■ **OBJECTIVE**:
Everything from the line containing "of the pile" to the final line of the records below should be given again exactly, and nothing else.

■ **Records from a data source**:
········

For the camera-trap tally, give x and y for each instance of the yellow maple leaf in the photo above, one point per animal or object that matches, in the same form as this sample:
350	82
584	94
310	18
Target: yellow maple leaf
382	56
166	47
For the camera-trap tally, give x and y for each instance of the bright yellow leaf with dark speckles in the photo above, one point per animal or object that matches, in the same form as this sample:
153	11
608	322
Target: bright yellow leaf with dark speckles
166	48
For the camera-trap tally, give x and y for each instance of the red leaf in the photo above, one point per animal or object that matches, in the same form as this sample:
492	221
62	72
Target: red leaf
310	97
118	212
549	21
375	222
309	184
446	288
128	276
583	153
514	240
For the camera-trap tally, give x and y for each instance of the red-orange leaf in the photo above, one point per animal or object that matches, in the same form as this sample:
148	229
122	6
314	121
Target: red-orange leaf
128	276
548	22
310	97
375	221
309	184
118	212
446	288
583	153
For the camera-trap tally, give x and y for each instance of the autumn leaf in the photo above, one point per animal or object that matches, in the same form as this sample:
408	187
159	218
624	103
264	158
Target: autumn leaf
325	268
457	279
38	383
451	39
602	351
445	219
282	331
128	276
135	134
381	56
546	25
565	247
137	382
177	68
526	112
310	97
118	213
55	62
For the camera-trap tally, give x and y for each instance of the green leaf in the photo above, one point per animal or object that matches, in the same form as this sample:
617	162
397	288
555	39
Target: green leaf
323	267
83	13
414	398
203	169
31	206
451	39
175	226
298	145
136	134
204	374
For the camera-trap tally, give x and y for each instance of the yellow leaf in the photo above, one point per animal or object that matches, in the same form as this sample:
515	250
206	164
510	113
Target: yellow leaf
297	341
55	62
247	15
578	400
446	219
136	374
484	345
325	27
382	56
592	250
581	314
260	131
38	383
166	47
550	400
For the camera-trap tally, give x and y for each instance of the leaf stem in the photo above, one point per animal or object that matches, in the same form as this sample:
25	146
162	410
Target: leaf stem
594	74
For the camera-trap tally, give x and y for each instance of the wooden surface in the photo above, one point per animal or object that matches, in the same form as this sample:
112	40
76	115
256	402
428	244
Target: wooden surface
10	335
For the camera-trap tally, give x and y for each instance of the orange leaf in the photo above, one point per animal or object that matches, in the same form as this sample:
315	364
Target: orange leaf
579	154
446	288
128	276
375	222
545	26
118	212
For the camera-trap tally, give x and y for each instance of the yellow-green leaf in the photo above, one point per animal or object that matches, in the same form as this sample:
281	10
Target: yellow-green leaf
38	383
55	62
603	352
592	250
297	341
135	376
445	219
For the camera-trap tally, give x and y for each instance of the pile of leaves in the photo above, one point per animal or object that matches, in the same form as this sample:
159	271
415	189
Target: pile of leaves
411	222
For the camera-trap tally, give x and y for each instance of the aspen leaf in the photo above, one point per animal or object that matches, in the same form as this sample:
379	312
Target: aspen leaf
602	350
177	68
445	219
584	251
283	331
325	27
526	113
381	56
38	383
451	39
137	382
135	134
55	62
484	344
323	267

········

■ **PROBLEM SOLUTION**:
For the camera-trap tally, give x and y for each instance of the pile of leaves in the photo above, one point per animal or object that matches, in the same form as this sample:
159	271
415	189
Target: pile of leaves
411	222
For the camera-trap tally, give x and y for each instance of the aspen leaf in the photo above, one point per animal or object that matches, in the same form as this sample:
379	312
Target: aspen leaf
602	350
177	68
445	219
584	251
283	331
325	27
526	113
381	56
38	383
451	39
137	382
135	134
55	62
484	344
323	267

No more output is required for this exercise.